*** Opening SOURCE DOCUMENT ***
Letter (WCP346.346)



Dec[embe]r. 28th. 1845.

My Dear Sir

I do not think I sh[oul]d. like the boxes unglazed so well as a comparatively cheaply made Cabinet with glass which I therefore think I shall get made —

I have rather a more favorable [sic] opinion of the "Vestiges"1 than you appear to have2

I do not consider it as a hasty generalisation, but rather as an ingenious hypothesis strongly supported by some striking facts and analogies but which remains to be proved by more facts & the additional light which future researches may throw upon the subject — It at all events furnishes a subject for everything observer of [2] nature3 to turn his attention to; every fact he observes must make either for or against it, and it thus furnishes both an incitement to the collection of facts & an object to which to apply them when collected —

I would observe that many eminent writers give great support to the theory of the progressive development of species in Animals & plants — There is a very interesting & philosophical work bearing directly on the subject[,] "Lawrence’s Lectures on Man"4, 5 delivered before the Royal Coll[ege]. of Surgeons & which are now published in a cheap form — The great object of these lectures is to illustrate the different races of mankind & the manner in which they probably originated — and he arrives at the conclusion as does Mr. Pritchard6[sic] in his work [3] on the Physical history of man,7, 8 that the varieties of the Human race have not proceeded from any external cause but have been produced by the development of certain distinctive peculiarities in some Individuals which have become propagated through an entire race. — Now I sh[oul]d. say that a permanent peculiarity not depending produced in any way by external causes is a distinction of species & not of mere variety & thus if the theory of the "vestiges" is carried out the "Negro" the red Indian & the European are distinct species of the genus Homo — The Albino which presents as striking a difference as the negro, we have modern & not uncommon instances of the production of but the peculiarity is not propagated so extensively as that of the other varieties — Now it appears to me that the [4] "albino" and "negro" are very analogous to what are generally considered as "variety" & "species" in the animal world —

An animal which differs from another by some decided & permanent character however slight which difference is undiminished by propagation & unchanged by climate & external circumstances, (like the negro) is invariably considered as a distinct species — while one which is not propagated so as to form a distinct race, but is produced more frequently from the parent stock (like the Albino) is generally if the difference is not very striking, considered a variety, — now I consider both these to be equally, distinct species, & I would only consider those to be varieties whose differences are produced by [5] External causes & which therefore are not propagated as a distinct race.
*** Closing SOURCE DOCUMENT ***
WHAT IS BEING ASKED
Write the next part of the December 1845 letter about the "Vestiges" and the distinction between species and varieties, beginning after its final sentence.
*** Opening INPUT DATA ***
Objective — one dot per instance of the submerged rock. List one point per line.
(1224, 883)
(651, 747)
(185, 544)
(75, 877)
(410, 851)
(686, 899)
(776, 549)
*** Closing INPUT DATA ***
*** Opening INPUT DATA ***
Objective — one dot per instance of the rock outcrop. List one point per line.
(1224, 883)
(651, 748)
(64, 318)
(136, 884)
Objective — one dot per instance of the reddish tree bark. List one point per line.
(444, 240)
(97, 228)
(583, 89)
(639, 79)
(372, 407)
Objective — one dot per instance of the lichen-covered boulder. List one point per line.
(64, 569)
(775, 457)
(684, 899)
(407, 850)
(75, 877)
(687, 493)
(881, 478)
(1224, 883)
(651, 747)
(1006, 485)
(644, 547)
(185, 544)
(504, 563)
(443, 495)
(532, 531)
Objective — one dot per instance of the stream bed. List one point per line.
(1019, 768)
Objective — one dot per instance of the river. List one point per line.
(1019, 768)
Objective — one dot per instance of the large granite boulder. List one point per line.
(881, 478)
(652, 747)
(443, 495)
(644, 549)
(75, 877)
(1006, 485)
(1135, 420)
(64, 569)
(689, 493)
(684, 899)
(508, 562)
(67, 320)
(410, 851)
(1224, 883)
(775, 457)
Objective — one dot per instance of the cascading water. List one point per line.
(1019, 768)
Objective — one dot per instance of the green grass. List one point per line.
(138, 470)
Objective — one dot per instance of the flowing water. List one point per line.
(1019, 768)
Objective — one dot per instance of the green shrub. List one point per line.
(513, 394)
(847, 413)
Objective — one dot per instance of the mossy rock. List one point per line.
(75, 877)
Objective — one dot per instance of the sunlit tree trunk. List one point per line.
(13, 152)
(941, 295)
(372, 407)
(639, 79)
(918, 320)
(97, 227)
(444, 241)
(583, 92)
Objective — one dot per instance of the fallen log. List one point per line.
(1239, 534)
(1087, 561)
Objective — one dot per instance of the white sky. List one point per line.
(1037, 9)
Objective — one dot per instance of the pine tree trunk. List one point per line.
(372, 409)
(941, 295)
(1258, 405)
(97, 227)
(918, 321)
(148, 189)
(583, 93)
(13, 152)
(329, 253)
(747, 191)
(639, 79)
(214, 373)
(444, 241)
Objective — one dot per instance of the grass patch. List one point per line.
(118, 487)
*** Closing INPUT DATA ***
TASK RESULT
In how many cases in the animal world & particularly among Insects are the differences between species far less than those between varieties, so consid[ere]'d. neither however being produced by External circumstances.

How well too does this theory account for those excessively rare species whose Existence seems almost a mystery. They may be produced by more common species at intervals in the same manner as the Albino is from European Parents.

[6] As a further support to the "Vestiges" I have heard that "Cosmos"9 the celebrated work by the venerable Humboldt10 supports in almost every particular its theories not excepting those relating to Animal & Vegetable life — This work I have a great desire to read but fear I shall not have an opportunity at present — Read Lawrence’s11 work — it is well worth it.

Hoping to hear from you soon & wishing you a happy & successfull [sic] new year

I remain │ Yours sincerely Alfred R. Wallace [signature]

Mr H. Bates

Chambers, Robert. 1844. Vestiges of the Natural History of Creation. London: John Churchill.
The text from "I have rather a more favorable opinion" to "subject — it at all events" is marked by a blue pencil line in the left margin.
The text from "nature" to "when collected" is marked by a blue pencil line in the left margin.
Lawrence, William. 1819. Lectures on Physiology, Zoology, and the Natural History of Man. London: J. Callow.
"Lawrence’s Lectures on Man" is underlined in blue pencil.
Prichard, James Cowles (1786-1848). British physician and ethnologist.
Prichard, James Cowles.1813. Researches into the Physical History of Man. London: John and Arthur Arch.
"Mr Pritchard" and "the Physical history of man" are underlined in blue pencil.
Humboldt, Alexander von. 1845-1862. KosmosEntwurf einer physischen Weltbeschreibung. 5 vols. Stuttgart: Cotta. English translations in 1845 included Kosmos: a general survey of physical phenomena of the universe. Vol. 1. London: H. Baillière.
Humboldt, Alexander von (1769-1859). Prussian geographer, naturalist and explorer.
Lawrence, William (1783-1867). British surgeon.